Dans le texte sur l'ouvrage d'Irène Langlet consacré à la science-fiction, vers quels chemins, relativement peu fréquentés en ce qui concerne la SF, ce livre veut-il nous amener ?

> _Texte à examiner_:
****************************************
Mais, même s'ils les renouvellent plus ou moins, ces ouvrages de sortent pas vraiment des deux problématiques qui ont guidé la majorité des productions en la matière, la problématique historique d'une part, la problématique thématique d'autre part. C'est la raison pour laquelle la parution récente de l'ouvrage d'Irène Langlet, La science-fiction. Lecture poétique d'un genre littéraire3 est particulièrement bien venue : elle a l'ambition de nous amener sur les chemins, relativement peu fréquentés en ce qui concerne la SF, de la stylistique, de l'analyse littéraire ou de la narratologie. Il fallait donc absolument parler de cet ouvrage, comme l'on fait d'ailleurs nombre de publications4.

L'habituelle quatrième de couverture :

Comme le polar, le roman pornographique ou le thriller, la science-fiction est aussi appréciée par les lecteurs... que peu étudiée par l'université. Mais comment parcourir sans sourire ce grenier mal rangé, encombré de vaisseaux spatiaux, de machines à remonter le temps, de créatures aux anatomies improbables et de sociétés aux lois infantiles ? Comment prendre au sérieux ce syncrétisme de thèmes dûment traités de longue date par la littérature patentée, et d'extrapolations fantaisistes sur base d'articles de vulgarisation scientifique ?
Et pourtant ! Quel plaisir sitôt que l'on abandonne ses préjugés !
Premier grand manuel de synthèse consacré à ce domaine particulier de ce qu'il est désormais convenu d'appeler les « paralittératures », le présent ouvrage rend justice à l'extraordinaire vivacité du genre et aux mille et un tours d'écriture à travers lesquels il déploie ses inventions. Il analyse les formes multiples par lesquelles les textes de science-fiction font naître, en même temps que des mondes, l'émerveillement de s'y projeter.
Un point ressort fortement : on n'aborde pas la science-fiction sans un ensemble de savoirs nourris par les autres romans du genre et par les images des sciences et techniques en circulation dans notre société. Un bon lecteur de science-fiction ne s'étonnera pas du jappement d'un
hralz dans la narration d'une fête futuriste...
Sans doute est-ce cette mise en commun des imaginaires qui caractérise au fond les paralittératures : les connaissances nécessaires à la compréhension ne sont pas toutes à construire au fil des aventures contées, mais à puiser dans un stock identifié de références partagées.
Pour la première fois depuis l'apparition du texte de science-fiction, on explore ici les liaisons entre le
genre littéraire, son fonctionnement textuel et sa place dans l'institution.

Le sommaire, tel que présenté par le même site :
I. Outils de mécanique science-fictionnelle.
    1. Des machines textuelles merveilleuses.
    2. Topographie du roman de science-fiction : quelques options formelles.
II. Pour une
histoire littéraire de la science-fiction.
    3. Une histoire critiqu(é)e de la science-fiction.
    4. Science savante élective vs techno-science de masse.
III. Dans la machine science-fictionnelle.
    5. Sociétés futures : du détail science-fictionnel à la projection futuriste.
    6. Le
space opera : avatars post-modernes dun sous-genre.
    7. Fables du temps.
****************************************
> _Données brutes_:
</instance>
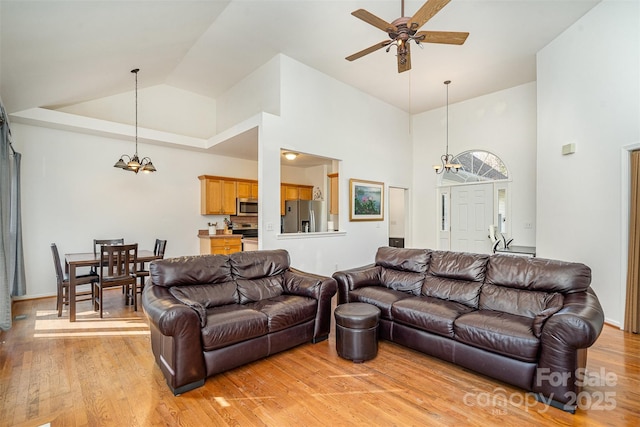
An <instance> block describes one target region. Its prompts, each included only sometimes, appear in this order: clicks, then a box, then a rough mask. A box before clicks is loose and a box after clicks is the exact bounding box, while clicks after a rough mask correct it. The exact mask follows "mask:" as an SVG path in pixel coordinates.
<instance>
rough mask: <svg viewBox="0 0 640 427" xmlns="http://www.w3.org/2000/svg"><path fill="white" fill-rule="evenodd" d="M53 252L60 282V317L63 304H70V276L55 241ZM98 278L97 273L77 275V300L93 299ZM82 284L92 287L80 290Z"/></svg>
****************************************
> _Résultat_: Vers la stylistique, l'analyse littéraire ou la narratologie.